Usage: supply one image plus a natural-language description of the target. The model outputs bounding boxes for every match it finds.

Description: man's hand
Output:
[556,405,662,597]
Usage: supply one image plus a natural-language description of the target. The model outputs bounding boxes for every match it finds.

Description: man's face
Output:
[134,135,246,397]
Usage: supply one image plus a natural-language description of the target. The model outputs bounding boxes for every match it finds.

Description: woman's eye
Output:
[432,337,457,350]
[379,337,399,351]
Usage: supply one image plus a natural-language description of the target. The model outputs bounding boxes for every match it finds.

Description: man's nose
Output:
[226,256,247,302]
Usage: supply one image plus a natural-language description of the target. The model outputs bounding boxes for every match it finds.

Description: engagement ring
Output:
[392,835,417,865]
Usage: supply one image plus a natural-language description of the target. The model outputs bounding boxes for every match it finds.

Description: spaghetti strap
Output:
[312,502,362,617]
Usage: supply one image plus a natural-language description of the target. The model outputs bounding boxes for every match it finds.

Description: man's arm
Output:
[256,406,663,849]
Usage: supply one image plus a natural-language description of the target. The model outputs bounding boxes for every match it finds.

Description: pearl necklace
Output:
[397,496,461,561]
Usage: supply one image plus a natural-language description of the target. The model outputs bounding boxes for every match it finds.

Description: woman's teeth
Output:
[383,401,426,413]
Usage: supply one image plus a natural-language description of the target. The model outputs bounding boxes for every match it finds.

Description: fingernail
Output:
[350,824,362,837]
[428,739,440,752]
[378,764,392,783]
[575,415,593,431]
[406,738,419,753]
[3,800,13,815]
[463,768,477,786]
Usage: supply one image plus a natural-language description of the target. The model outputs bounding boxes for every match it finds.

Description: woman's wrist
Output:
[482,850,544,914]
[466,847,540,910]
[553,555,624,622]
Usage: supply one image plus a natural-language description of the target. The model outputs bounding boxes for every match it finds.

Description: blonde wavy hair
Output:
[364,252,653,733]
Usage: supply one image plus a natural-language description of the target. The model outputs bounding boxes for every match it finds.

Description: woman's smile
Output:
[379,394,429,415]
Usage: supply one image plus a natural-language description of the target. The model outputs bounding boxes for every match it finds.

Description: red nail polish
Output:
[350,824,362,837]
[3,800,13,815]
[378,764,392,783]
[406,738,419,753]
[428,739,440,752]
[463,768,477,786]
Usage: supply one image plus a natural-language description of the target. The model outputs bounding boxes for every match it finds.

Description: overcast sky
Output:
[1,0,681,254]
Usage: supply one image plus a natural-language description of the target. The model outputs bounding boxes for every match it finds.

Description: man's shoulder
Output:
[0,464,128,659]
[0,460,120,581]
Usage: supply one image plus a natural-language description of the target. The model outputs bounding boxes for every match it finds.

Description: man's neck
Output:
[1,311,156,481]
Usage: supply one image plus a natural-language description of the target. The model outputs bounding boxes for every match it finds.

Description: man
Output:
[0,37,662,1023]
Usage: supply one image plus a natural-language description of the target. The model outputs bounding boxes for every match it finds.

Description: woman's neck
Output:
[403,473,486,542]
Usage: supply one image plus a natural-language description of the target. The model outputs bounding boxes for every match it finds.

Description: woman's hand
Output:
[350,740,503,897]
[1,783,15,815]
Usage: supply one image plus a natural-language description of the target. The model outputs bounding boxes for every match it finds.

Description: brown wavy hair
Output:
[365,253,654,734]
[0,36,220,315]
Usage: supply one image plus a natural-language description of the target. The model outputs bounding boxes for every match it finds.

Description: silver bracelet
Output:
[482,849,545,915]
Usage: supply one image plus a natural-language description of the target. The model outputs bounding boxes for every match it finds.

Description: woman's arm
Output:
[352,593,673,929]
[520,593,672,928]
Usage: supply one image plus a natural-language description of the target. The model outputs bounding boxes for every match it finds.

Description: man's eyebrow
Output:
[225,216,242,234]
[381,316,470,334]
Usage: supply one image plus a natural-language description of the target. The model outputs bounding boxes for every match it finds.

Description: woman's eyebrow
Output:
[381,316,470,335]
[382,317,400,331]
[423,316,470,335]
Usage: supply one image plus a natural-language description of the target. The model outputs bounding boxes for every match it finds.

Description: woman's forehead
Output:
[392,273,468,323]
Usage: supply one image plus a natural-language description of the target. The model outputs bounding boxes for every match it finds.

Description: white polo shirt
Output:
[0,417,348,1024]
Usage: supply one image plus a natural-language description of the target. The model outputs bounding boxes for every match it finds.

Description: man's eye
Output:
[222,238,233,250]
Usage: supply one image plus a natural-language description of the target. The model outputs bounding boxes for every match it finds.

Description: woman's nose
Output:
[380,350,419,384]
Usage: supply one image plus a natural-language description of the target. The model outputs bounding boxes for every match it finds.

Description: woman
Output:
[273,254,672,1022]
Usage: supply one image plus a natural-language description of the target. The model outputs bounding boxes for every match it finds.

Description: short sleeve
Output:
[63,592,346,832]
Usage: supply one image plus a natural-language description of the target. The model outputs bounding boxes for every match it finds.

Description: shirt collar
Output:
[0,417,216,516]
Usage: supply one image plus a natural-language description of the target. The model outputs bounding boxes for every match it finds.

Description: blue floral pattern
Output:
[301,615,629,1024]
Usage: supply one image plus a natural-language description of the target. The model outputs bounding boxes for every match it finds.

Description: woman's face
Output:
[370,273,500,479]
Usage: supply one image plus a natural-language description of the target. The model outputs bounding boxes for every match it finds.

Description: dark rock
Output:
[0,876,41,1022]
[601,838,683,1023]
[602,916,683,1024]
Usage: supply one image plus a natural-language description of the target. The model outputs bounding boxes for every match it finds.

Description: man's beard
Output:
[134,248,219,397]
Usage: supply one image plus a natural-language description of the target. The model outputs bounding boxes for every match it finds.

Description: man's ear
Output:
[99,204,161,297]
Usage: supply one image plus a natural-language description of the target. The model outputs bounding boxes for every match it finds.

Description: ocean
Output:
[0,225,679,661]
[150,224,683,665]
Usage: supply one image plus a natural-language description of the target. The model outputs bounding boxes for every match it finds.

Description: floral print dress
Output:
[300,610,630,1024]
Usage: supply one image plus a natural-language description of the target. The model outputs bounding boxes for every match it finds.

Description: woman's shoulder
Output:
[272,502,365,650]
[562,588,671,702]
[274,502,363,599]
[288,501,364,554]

-------

What is being asked – Wherever the word "nose" appears in the listing above, copy the whole line.

Output for this task –
Description: man's nose
Description: woman's nose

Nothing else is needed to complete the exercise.